◆ **About this task**: Below are the records; give again exactly the line with "point: one pixel per instance, each like <point>56,348</point>.", the line with "point: one pixel per instance, each like <point>781,99</point>.", and each line that lies between them, and nothing besides.

-----

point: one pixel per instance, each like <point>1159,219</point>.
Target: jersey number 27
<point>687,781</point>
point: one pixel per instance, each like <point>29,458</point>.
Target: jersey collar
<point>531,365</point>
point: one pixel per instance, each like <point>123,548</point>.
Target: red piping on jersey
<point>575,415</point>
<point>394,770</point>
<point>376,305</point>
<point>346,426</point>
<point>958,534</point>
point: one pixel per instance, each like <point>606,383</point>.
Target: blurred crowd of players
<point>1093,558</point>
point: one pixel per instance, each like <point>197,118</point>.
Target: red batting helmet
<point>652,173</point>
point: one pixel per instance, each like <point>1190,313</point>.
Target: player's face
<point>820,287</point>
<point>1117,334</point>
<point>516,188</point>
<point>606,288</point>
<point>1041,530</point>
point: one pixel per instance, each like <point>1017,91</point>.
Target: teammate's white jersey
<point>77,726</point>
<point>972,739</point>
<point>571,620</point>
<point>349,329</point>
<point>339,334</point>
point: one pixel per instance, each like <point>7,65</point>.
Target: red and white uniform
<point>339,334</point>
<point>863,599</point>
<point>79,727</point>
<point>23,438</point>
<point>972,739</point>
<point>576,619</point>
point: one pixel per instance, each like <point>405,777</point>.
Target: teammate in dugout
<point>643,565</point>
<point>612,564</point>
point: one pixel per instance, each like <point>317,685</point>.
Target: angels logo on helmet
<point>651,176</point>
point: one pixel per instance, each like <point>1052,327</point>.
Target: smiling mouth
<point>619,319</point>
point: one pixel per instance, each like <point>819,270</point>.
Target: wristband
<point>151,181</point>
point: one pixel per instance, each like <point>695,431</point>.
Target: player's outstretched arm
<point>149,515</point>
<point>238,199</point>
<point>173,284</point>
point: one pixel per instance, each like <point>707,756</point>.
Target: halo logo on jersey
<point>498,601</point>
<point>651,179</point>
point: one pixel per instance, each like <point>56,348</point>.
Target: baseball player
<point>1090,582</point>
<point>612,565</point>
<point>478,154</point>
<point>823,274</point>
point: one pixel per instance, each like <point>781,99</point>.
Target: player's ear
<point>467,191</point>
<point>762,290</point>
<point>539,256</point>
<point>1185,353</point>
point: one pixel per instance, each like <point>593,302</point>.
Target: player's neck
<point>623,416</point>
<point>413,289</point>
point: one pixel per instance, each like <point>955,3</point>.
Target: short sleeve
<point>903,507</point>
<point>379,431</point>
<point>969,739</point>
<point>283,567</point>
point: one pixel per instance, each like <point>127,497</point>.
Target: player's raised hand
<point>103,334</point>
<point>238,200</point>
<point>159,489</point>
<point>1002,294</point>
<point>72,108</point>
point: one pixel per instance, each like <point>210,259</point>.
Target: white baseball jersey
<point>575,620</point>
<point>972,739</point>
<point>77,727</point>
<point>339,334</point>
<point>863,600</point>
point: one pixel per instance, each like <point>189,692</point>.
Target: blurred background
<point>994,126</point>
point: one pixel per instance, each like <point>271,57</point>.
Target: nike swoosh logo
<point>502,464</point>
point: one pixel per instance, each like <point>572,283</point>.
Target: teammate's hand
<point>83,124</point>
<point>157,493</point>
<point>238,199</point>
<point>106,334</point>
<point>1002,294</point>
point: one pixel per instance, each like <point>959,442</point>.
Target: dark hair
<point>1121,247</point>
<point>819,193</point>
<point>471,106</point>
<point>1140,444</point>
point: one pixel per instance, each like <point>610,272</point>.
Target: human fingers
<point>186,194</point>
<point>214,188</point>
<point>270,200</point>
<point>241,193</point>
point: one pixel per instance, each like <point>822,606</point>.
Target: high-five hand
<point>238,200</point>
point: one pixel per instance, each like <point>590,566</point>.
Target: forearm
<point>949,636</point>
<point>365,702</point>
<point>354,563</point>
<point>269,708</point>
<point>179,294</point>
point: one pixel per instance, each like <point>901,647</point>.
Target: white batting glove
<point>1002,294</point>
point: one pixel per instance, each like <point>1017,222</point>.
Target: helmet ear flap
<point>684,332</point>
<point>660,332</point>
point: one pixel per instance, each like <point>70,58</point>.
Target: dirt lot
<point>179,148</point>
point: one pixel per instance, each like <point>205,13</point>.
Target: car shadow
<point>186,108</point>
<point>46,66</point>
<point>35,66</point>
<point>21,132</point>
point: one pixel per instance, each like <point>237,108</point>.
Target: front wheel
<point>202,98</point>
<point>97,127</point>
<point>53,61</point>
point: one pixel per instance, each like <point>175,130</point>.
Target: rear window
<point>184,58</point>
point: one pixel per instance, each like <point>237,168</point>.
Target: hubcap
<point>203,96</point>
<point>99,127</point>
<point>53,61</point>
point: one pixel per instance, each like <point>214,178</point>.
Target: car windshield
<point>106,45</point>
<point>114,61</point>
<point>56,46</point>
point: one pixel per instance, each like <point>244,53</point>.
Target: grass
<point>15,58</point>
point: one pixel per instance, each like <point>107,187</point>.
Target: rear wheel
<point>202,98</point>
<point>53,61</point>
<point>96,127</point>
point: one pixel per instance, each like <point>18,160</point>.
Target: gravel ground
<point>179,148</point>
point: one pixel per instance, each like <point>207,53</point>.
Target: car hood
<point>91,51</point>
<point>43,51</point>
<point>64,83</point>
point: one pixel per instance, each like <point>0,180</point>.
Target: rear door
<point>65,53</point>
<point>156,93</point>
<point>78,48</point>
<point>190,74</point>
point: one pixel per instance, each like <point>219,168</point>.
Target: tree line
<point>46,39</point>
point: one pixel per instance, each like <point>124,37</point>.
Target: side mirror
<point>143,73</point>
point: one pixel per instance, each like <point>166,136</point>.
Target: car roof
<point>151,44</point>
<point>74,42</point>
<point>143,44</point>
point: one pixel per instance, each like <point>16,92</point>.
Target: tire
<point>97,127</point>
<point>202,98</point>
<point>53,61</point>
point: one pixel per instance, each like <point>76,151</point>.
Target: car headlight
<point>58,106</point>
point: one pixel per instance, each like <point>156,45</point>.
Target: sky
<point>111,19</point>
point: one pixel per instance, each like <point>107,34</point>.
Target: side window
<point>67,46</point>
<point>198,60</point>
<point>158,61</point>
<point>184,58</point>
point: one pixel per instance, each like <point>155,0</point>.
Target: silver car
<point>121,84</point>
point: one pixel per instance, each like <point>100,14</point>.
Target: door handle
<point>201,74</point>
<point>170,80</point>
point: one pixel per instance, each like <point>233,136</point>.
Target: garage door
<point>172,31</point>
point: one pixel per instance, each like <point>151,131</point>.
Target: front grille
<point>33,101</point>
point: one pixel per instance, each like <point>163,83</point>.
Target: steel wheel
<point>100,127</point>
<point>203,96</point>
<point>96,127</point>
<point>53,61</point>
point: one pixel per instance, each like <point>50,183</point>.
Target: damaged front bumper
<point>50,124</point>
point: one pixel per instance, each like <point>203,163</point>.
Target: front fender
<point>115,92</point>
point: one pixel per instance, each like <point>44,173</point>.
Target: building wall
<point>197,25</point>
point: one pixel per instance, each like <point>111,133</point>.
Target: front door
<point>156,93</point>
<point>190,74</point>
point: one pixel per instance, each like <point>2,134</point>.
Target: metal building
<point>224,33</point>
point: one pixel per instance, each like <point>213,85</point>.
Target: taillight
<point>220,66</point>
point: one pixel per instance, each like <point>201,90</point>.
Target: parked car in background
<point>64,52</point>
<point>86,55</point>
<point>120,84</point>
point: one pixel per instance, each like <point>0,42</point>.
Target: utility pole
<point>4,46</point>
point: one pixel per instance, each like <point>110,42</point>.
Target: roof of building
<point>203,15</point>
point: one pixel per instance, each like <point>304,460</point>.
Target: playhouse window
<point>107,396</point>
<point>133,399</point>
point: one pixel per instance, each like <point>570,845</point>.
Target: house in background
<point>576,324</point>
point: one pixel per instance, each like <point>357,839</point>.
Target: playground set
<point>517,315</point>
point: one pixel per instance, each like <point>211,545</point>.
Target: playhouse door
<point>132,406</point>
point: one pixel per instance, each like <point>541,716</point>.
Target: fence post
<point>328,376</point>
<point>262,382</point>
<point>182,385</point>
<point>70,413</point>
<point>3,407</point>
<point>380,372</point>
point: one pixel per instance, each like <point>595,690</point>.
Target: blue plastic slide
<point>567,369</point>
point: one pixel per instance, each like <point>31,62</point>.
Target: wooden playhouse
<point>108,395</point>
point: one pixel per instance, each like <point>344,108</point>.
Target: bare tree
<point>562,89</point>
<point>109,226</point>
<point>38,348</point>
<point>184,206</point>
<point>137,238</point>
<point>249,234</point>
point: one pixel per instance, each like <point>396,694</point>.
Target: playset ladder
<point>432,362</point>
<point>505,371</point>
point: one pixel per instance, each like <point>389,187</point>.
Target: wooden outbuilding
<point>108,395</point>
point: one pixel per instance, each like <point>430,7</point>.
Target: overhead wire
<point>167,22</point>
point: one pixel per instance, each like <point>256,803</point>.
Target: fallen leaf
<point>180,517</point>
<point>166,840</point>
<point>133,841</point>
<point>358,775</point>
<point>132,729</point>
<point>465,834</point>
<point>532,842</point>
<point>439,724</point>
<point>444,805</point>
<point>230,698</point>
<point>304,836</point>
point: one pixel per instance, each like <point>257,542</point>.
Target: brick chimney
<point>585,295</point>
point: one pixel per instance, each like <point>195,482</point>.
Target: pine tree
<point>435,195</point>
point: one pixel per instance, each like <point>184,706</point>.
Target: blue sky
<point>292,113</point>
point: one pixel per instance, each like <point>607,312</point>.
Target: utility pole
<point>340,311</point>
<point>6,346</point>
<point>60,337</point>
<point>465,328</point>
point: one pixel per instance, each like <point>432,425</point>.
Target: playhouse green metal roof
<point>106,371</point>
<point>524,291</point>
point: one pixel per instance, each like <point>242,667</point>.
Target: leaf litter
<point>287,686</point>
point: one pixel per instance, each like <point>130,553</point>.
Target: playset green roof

-----

◆ **Your response**:
point: one pixel per instance, each like <point>56,348</point>.
Target: baseball player
<point>1090,582</point>
<point>612,565</point>
<point>478,154</point>
<point>823,274</point>
point: one pixel per instance, each like <point>781,99</point>.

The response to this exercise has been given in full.